DO THIS:
Please copy the material from the line with "Locate the gold" to the line with "1035], [324, 396]]", both included, without any change.

INFORMATION PROVIDED:
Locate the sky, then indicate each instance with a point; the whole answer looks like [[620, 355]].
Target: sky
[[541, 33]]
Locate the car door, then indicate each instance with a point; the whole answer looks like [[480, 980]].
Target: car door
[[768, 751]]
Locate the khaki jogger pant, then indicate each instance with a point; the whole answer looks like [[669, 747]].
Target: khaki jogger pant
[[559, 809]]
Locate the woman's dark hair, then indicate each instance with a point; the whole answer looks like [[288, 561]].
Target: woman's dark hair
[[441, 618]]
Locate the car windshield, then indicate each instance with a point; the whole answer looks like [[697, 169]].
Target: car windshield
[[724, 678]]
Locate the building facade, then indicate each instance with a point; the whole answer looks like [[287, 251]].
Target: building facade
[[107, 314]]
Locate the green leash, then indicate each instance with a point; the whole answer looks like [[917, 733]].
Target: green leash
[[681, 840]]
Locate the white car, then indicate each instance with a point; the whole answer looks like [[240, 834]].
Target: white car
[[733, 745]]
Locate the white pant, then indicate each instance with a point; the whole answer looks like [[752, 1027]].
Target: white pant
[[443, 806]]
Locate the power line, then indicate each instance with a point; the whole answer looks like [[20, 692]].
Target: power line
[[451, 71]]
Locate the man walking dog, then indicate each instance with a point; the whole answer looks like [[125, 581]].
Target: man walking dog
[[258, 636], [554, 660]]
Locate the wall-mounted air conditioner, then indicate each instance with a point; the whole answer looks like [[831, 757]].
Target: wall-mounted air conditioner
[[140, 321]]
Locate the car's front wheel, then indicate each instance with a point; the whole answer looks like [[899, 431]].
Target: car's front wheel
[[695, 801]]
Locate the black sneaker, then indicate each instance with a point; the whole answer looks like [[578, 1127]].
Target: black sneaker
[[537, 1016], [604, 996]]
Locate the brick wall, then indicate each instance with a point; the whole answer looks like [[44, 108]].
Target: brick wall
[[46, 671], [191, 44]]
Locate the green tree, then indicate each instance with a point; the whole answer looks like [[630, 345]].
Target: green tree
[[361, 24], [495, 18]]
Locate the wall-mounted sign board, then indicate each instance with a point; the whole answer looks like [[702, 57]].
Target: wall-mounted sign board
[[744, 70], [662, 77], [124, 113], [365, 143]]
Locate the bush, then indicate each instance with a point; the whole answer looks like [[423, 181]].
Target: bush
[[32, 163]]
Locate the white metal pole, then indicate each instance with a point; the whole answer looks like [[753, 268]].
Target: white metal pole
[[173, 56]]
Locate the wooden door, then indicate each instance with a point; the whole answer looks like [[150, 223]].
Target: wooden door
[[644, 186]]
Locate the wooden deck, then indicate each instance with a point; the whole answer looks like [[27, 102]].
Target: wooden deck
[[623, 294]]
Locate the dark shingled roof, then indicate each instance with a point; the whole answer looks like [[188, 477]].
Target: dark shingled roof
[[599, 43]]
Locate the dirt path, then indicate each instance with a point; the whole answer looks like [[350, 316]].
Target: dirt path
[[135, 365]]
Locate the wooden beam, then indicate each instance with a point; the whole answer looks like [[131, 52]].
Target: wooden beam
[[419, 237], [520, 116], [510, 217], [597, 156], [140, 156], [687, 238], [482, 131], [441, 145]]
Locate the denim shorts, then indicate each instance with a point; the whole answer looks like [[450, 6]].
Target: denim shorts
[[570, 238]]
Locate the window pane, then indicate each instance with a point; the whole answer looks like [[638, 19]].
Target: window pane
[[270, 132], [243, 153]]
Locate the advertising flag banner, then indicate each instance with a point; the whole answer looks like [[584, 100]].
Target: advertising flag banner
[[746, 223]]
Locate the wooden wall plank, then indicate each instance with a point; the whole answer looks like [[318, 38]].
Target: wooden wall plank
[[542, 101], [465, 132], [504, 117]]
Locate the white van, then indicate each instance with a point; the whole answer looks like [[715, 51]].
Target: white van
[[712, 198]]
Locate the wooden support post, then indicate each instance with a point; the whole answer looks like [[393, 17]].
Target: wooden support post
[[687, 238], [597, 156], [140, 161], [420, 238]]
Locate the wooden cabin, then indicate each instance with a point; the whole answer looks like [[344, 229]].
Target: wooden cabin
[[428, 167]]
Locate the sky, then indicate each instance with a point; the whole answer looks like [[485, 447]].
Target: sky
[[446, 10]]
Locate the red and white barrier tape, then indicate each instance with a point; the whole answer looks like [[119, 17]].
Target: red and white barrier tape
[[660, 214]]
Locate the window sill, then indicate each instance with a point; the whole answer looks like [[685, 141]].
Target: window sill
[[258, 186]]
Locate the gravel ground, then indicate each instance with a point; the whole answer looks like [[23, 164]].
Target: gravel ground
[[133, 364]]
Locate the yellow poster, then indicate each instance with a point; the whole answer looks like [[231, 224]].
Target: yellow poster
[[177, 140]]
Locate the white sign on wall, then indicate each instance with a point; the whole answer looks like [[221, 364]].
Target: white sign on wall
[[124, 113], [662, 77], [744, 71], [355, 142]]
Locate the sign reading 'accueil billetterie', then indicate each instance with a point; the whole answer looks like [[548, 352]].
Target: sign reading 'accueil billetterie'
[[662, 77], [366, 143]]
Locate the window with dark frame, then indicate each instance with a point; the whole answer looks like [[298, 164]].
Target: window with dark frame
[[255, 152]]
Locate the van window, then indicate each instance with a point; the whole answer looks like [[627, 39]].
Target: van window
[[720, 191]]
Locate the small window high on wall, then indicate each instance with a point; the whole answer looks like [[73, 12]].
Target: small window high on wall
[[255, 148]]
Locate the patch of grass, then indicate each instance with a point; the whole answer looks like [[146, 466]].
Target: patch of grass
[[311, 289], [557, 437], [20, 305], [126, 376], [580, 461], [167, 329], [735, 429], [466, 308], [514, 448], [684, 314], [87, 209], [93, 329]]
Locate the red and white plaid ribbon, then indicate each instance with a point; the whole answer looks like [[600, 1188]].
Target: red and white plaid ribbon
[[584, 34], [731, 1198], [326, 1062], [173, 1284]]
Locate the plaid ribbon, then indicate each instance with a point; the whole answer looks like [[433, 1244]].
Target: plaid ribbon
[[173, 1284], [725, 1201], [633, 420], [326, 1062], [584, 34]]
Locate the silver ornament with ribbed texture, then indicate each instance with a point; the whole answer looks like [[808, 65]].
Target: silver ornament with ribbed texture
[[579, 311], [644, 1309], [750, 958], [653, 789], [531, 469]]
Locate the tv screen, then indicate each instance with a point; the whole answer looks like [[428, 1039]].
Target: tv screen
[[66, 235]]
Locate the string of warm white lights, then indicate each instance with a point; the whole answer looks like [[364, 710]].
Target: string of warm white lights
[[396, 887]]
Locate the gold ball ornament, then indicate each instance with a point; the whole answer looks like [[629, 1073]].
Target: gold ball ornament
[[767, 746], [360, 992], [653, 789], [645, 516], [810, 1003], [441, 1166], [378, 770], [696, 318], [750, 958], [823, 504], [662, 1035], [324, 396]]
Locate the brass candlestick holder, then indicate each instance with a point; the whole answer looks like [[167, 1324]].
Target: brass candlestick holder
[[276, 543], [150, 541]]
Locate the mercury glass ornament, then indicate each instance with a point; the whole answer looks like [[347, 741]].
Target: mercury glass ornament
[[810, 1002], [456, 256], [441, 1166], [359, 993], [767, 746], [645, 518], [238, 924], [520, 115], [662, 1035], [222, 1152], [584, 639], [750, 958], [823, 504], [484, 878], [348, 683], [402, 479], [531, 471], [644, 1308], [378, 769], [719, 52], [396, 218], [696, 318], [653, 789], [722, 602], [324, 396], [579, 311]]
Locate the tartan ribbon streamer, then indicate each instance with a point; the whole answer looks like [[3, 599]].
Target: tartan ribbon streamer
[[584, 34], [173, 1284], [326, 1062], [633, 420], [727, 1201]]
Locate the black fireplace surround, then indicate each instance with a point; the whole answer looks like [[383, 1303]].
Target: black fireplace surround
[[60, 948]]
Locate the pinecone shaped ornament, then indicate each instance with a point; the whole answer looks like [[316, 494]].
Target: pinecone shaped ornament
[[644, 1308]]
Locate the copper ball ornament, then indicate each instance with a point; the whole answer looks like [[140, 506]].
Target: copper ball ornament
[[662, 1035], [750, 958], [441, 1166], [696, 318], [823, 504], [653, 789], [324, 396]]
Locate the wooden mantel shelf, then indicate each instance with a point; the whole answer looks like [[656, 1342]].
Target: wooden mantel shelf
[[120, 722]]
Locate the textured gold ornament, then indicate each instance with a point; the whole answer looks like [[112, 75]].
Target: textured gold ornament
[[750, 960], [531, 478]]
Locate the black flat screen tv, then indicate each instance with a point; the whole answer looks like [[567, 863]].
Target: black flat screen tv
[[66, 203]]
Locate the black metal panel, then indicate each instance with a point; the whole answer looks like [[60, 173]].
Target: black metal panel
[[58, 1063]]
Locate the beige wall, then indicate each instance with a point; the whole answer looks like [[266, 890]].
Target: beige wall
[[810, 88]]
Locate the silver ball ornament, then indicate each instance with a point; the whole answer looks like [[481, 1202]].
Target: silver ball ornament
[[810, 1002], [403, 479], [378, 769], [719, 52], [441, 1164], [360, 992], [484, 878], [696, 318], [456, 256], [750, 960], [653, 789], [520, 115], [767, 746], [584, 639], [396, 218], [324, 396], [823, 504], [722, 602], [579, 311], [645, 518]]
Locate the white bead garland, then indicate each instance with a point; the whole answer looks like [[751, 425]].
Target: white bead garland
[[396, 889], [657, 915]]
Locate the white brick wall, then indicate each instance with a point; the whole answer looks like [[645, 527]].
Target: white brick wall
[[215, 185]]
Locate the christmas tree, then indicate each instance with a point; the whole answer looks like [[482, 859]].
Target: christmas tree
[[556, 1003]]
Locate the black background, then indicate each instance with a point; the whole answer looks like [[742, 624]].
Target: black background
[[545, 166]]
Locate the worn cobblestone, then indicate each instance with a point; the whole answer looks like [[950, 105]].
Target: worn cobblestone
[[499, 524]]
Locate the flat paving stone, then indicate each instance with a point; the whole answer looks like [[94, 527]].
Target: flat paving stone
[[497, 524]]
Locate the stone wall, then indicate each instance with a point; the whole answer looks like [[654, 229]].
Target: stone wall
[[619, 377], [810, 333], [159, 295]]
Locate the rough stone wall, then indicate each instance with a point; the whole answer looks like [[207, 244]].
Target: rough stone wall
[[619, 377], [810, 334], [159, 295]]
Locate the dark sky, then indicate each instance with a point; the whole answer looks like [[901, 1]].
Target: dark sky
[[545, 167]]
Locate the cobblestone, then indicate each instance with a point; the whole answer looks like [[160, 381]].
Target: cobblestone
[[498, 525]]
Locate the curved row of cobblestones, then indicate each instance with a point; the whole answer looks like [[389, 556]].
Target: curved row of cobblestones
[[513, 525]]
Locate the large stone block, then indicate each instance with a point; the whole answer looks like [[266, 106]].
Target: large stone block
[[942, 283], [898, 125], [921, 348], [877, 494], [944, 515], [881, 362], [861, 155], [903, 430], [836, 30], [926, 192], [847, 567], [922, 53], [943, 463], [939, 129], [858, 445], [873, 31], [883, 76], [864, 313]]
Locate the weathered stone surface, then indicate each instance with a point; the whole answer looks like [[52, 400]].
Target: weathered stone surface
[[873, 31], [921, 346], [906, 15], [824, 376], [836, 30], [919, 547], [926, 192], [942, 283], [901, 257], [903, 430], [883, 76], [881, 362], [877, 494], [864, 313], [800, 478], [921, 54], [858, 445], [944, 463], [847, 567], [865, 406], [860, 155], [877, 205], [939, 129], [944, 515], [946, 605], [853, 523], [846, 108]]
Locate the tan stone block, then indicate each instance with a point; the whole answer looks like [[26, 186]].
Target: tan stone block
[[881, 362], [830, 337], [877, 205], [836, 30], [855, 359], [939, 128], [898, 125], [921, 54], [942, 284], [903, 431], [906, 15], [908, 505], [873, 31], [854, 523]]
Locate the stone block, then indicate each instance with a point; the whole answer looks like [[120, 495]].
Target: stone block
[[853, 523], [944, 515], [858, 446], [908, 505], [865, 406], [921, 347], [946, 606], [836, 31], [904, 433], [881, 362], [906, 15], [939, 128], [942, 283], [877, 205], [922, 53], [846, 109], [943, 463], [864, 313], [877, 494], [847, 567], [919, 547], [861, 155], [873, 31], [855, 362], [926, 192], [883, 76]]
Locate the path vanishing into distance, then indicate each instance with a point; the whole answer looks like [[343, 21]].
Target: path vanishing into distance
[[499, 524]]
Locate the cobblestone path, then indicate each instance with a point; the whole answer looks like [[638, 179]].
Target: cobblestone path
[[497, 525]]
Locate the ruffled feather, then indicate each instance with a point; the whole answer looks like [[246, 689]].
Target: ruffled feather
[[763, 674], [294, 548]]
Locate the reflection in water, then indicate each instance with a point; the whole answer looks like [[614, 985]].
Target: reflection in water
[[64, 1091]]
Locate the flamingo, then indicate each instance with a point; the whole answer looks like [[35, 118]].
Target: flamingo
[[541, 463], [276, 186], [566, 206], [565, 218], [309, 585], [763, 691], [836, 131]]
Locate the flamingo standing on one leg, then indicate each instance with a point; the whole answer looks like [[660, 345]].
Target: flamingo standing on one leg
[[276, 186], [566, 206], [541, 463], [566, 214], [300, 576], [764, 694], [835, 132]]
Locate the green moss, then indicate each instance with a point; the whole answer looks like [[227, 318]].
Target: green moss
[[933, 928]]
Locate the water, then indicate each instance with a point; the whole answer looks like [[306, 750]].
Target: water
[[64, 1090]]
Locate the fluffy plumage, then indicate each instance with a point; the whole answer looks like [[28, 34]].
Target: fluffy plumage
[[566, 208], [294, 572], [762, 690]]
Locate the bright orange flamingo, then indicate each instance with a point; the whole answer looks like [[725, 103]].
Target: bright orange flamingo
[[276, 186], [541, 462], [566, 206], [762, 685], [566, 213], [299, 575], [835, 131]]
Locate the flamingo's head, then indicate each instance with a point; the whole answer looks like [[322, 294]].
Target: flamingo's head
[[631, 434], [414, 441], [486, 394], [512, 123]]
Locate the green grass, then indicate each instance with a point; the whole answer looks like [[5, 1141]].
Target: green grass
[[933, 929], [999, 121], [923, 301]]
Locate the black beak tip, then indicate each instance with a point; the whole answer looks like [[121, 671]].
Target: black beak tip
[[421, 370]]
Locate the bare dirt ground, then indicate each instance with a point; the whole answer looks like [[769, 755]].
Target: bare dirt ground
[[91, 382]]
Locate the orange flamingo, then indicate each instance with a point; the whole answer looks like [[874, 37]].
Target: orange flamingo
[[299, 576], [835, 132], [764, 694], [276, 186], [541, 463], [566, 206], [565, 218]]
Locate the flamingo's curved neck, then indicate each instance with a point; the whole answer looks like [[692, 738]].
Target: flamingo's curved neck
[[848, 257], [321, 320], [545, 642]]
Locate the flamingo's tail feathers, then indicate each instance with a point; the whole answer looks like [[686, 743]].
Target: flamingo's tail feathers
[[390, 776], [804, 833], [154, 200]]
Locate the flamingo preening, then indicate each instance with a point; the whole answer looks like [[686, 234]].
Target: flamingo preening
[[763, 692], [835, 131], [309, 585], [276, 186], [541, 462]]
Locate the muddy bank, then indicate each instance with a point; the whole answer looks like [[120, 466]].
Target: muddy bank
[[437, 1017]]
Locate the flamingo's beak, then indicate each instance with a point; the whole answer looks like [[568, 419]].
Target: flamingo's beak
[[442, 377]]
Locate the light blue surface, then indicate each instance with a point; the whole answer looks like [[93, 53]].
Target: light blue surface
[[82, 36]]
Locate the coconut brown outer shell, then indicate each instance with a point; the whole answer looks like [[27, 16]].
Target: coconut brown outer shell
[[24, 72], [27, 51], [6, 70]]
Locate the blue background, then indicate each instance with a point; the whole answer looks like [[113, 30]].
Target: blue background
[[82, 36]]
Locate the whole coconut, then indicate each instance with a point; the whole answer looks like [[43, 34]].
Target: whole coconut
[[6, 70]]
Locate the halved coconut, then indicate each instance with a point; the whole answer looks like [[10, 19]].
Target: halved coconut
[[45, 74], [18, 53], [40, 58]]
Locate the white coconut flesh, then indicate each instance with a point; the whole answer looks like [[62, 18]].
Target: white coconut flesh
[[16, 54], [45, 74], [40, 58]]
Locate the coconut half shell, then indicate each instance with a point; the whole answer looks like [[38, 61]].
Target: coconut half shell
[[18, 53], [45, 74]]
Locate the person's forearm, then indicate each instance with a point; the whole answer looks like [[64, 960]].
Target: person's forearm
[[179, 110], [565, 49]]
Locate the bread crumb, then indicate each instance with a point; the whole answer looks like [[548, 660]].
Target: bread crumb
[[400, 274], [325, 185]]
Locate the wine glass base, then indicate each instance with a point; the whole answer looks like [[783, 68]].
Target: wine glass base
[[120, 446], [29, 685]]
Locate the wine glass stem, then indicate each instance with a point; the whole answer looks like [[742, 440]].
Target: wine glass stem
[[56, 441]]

RESPONSE TO THE TASK:
Locate the gold ball ornament, then indicate each instance with a point; the whole answer looks like [[629, 1073]].
Target: gold ball ornament
[[767, 746], [360, 992], [653, 789], [645, 516], [810, 1003], [441, 1166], [378, 770], [696, 318], [750, 958], [823, 504], [662, 1035], [324, 396]]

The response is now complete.